**Objectives**.
1. Please restate the VAT passage starting with "Next, the calculator" and going on through "Equations (3) to (5).", switching "calculator" to "computing unit".
2. In the VAT passage, what does the calculator calculate in Step S203?

**Document segment**.
-- begin --

Next, the calculator 101 calculates smoothness Lⁱ_adv indicating smoothness of a local distribution of a model output that is a regularization term added in VAT (Step S202). The smoothness Lⁱ_adv is calculated, for example, by the following Equations (3) to (5).

$\begin{array}{cc}\Delta \left(r^i\right)=\mathrm{KL}\left[f\left(x^i\right)||f\left(x^i+r^i\right)\right]& \left(3\right)\\ r_a^i=\underset{r^i\text{:}||r^i||<\varepsilon }{\mathrm{argmax}}\left\{\Delta \left(r^i\right)\right\}& \left(4\right)\\ L_{\mathrm{adv}}^i=\Delta \left(r_a^i\right)& \left(5\right)\end{array}$

f(xⁱ) is an output of a neutral network. In a case where VAT is used, an output L(ϕ) of the calculator 101 is expressed by the following Equation (6).

$\begin{array}{cc}L\left(\phi \right)=L_{\mathrm{task}}+\sum _iL_{\mathrm{adv}}^i& \left(6\right)\end{array}$

The value of the objective function L_task and the smoothness Lⁱ_adv that are respectively calculated in Step S201 and Step S202 correspond to an objective function used in VAT (first objective function).

As described above, in the present embodiment, the calculator 101 further calculates a value of an objective function to estimate a hyperparameter ε as a model parameter (second objective function). For example, the calculator 101 first calculates a distance scale l_g by the following Equation (7) (Step S203).

-- end --

**Dataset records**.
-- begin --

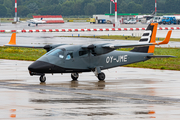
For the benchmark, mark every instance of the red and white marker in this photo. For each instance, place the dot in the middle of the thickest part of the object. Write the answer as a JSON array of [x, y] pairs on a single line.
[[16, 10], [85, 30], [116, 13], [155, 7]]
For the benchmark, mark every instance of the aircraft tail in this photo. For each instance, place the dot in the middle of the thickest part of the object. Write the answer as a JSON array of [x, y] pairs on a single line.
[[149, 36]]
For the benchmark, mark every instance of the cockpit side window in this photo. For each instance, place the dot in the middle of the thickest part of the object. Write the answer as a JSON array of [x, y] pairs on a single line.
[[58, 53], [69, 56]]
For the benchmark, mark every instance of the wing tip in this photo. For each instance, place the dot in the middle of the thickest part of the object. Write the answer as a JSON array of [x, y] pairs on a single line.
[[166, 40]]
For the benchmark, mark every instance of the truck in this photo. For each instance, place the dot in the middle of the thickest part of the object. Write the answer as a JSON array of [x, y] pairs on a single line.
[[170, 20], [156, 19]]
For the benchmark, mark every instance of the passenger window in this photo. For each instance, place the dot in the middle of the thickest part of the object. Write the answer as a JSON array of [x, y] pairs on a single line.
[[57, 52]]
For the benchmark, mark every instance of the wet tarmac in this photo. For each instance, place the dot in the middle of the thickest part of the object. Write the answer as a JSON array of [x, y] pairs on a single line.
[[127, 93], [51, 37]]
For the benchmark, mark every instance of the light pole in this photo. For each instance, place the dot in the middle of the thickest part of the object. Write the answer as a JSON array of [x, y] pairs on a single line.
[[116, 24], [16, 19], [155, 7]]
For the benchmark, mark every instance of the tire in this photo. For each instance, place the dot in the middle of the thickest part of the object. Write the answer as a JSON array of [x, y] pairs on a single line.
[[75, 77], [42, 78], [101, 76]]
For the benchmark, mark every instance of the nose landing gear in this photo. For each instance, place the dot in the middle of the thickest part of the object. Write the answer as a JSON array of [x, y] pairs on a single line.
[[74, 76], [42, 78], [100, 75]]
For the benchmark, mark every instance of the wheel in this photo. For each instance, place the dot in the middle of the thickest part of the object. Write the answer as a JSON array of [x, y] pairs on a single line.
[[74, 76], [42, 78], [101, 76]]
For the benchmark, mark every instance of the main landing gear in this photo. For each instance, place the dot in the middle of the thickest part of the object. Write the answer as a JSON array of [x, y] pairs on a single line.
[[42, 78], [100, 75]]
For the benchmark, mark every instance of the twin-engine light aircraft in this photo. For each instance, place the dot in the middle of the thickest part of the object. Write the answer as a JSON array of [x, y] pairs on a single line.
[[75, 59]]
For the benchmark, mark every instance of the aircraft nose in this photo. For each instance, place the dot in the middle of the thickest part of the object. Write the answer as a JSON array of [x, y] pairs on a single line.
[[40, 67]]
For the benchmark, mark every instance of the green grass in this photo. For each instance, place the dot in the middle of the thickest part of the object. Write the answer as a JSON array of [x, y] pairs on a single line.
[[15, 53], [120, 37], [31, 54], [161, 63]]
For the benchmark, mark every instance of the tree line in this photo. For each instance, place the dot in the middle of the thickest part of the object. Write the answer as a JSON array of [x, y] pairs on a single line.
[[27, 8]]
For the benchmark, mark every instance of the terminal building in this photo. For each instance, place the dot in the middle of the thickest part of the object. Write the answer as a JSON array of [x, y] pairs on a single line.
[[110, 18]]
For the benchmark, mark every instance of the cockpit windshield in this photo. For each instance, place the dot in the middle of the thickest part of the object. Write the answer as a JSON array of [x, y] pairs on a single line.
[[57, 52]]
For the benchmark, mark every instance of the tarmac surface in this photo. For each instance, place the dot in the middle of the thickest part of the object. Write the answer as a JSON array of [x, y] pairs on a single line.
[[127, 93], [51, 37]]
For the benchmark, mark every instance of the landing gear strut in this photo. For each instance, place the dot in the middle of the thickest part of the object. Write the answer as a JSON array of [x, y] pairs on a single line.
[[100, 75], [74, 76], [42, 78]]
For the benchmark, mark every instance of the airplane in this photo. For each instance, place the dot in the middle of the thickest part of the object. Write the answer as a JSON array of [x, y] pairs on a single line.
[[75, 59], [34, 21]]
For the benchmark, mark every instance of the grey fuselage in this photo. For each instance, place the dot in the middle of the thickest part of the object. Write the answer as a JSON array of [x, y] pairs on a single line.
[[72, 58]]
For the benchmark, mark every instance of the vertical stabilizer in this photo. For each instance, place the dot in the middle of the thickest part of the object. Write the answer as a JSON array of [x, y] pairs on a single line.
[[13, 39], [149, 36]]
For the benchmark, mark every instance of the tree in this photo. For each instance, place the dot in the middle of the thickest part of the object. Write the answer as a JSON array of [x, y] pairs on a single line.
[[8, 3], [90, 9], [148, 6], [3, 10]]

-- end --

**Answers to the exercises**.
1.
Next, the computing unit 101 calculates smoothness Lⁱ_adv indicating smoothness of a local distribution of a model output that is a regularization term added in VAT (Step S202). The smoothness Lⁱ_adv is calculated, for example, by the following Equations (3) to (5).

2. A distance scale l_g, using Equation (7).